Referring expression data
§
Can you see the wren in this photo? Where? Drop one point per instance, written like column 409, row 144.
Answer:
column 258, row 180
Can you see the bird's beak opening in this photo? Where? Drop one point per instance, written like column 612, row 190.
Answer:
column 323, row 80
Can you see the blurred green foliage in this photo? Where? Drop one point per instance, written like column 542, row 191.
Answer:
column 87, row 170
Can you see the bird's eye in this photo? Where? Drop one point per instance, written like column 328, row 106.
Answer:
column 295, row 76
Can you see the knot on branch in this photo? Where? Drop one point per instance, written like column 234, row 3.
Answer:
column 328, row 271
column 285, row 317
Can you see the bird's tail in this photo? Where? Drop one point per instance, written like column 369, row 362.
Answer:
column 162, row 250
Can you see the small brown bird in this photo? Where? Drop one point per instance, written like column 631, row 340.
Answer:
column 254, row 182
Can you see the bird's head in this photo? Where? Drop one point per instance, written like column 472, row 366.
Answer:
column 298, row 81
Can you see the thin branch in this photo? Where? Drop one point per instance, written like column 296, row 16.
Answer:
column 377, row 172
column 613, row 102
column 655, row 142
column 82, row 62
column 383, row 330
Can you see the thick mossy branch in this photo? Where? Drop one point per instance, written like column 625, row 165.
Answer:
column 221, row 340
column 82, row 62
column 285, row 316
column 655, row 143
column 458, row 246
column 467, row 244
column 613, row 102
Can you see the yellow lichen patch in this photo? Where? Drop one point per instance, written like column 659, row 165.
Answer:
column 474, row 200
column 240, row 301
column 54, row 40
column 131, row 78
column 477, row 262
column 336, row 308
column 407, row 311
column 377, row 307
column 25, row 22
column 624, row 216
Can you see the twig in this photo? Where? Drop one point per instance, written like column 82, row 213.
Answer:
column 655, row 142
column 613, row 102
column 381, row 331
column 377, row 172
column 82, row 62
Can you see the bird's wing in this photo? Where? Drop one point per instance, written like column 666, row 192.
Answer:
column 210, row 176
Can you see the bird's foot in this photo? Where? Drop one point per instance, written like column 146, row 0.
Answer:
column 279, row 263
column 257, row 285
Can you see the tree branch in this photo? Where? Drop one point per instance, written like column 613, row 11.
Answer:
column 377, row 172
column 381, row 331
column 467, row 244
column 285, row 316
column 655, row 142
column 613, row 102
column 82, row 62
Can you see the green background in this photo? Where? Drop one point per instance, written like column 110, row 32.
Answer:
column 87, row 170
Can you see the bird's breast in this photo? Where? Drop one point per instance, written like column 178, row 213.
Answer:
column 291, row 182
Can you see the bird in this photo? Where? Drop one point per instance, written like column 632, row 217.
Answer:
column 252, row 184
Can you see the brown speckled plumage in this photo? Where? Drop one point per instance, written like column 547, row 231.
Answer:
§
ABOUT THIS EXERCISE ▸
Set every record down again exactly as written.

OUTPUT OF THE TASK ▸
Can you see the wren in this photo? Where? Drop one point per instance, written like column 409, row 144.
Answer:
column 258, row 180
Can you see the bird's beak opening in this photo? Where? Drop one point per instance, written like column 612, row 190.
Answer:
column 323, row 80
Can you see the blurred green foliage in this photo? Where? Drop one point per instance, written like column 542, row 191.
Answer:
column 87, row 170
Can you see the bird's eye in this photo? Where? Drop one point per instance, written like column 328, row 106.
Answer:
column 295, row 76
Can you see the knot on branch in this photo? Where? Drop one point per instance, written like column 234, row 3.
Answer:
column 328, row 271
column 285, row 317
Can you see the bird's tail in this photo? Where? Drop one point per instance, written like column 369, row 362.
Answer:
column 162, row 250
Can you see the small brown bird in this photo? Where? Drop one point per instance, written like column 631, row 340.
Answer:
column 254, row 182
Can you see the bird's head in this photo? Where? Drop one point per instance, written like column 472, row 366.
Answer:
column 298, row 81
Can you see the thin branch in this photo? Where? Drop one point per instance, written like column 296, row 16.
Answer:
column 377, row 172
column 613, row 102
column 655, row 142
column 82, row 62
column 383, row 330
Can you see the thick mossy branch in this photo? Where? Drop one point per instance, written like column 625, row 165.
Answer:
column 221, row 340
column 82, row 62
column 285, row 316
column 655, row 143
column 458, row 246
column 467, row 244
column 613, row 102
Can you see the yellow lichen patch in this photo? Where? Drop one point per instance, written like column 659, row 165.
Answer:
column 474, row 200
column 240, row 301
column 54, row 40
column 131, row 78
column 477, row 262
column 336, row 308
column 407, row 311
column 377, row 307
column 25, row 22
column 624, row 216
Can you see the twig in this photo? Where? Drop one point per instance, written like column 82, row 213.
Answer:
column 655, row 142
column 613, row 102
column 381, row 331
column 377, row 172
column 82, row 62
Can you see the bird's wing in this photo? Where? Drop one point per instance, written like column 666, row 192.
Answer:
column 210, row 176
Can you see the bird's foot in this photo? Where? Drop one point per instance, written like column 146, row 0.
Answer:
column 279, row 263
column 257, row 285
Can you see the tree branch in this photo? Where? Drop one point per instance, written like column 613, row 11.
Answer:
column 377, row 172
column 381, row 331
column 467, row 244
column 285, row 316
column 655, row 142
column 613, row 102
column 82, row 62
Can you see the green background in this photo? Where? Drop one point per instance, written like column 110, row 32.
Answer:
column 87, row 170
Can you see the bird's breast in this photo? Where? Drop one point per instance, written like column 178, row 213.
Answer:
column 291, row 182
Can you see the bird in this photo? Where? Drop one point per instance, written like column 632, row 217.
Answer:
column 252, row 184
Can you see the brown speckled plumage in this photo? Where? Drop one point per instance, written like column 547, row 231.
Answer:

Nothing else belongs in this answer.